## [PROMPT]
The string "shoes" appears in some lines of the entries that follow; copy each such line.

## [DATA EXTRACTS]
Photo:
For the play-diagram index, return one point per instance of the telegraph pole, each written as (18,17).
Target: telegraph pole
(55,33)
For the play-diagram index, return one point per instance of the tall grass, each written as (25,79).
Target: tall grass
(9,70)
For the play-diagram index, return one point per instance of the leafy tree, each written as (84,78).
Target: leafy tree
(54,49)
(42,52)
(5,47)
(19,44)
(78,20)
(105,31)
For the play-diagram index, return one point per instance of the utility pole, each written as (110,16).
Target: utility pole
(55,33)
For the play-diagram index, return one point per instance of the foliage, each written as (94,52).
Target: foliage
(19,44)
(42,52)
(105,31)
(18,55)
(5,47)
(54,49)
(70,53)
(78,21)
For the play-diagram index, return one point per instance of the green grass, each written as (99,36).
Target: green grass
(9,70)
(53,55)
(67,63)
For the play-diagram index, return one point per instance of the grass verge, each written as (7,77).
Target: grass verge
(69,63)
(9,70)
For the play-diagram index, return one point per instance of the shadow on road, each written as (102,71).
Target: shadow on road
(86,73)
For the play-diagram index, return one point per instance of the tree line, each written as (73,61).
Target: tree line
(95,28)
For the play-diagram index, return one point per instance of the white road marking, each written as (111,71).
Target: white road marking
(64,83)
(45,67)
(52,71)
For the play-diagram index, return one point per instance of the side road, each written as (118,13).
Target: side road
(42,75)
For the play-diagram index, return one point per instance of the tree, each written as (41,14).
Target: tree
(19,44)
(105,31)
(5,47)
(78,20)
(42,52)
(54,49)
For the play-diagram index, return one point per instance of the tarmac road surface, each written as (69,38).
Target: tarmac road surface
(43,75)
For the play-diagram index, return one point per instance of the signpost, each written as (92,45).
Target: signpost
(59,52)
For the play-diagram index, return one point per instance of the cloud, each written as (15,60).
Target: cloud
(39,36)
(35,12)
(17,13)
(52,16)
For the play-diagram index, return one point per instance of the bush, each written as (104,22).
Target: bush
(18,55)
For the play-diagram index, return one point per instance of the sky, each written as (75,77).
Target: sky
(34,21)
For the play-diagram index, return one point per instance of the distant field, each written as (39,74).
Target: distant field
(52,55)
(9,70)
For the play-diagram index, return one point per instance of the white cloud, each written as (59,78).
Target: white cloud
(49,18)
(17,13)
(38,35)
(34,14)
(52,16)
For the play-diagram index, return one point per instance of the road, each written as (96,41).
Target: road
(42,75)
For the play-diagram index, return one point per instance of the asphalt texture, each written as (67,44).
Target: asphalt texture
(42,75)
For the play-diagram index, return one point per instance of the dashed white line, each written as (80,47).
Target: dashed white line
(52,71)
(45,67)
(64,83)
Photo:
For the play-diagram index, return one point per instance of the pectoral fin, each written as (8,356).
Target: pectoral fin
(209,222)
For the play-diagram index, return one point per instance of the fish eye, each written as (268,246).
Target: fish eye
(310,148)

==

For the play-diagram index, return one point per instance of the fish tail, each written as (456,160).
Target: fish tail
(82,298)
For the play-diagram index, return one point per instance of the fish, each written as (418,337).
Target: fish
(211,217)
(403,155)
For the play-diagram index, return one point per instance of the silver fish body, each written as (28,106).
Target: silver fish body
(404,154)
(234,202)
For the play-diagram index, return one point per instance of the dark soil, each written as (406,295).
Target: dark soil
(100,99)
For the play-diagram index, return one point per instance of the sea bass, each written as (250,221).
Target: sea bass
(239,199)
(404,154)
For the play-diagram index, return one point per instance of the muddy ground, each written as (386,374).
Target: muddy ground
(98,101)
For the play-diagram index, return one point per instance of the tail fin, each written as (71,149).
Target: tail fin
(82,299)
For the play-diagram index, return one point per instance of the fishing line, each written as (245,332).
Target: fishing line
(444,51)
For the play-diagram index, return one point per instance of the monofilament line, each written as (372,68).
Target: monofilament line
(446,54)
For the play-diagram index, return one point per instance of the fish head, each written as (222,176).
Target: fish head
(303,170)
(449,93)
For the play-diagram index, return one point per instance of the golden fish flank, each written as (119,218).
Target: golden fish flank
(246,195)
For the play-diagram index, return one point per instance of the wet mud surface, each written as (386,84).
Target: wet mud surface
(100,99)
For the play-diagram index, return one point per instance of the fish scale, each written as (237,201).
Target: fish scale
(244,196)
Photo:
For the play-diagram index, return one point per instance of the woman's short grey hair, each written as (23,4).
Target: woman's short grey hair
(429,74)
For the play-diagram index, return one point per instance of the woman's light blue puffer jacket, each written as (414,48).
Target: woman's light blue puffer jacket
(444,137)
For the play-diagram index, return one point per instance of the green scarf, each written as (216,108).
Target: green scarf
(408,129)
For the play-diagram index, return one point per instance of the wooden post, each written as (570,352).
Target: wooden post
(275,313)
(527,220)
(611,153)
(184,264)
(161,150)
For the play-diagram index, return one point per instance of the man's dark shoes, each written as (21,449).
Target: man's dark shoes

## [EXERCISE SOLUTION]
For the play-diagram index, return one point per instance of the man's dark shoes, each written as (21,449).
Target: man's dark shoes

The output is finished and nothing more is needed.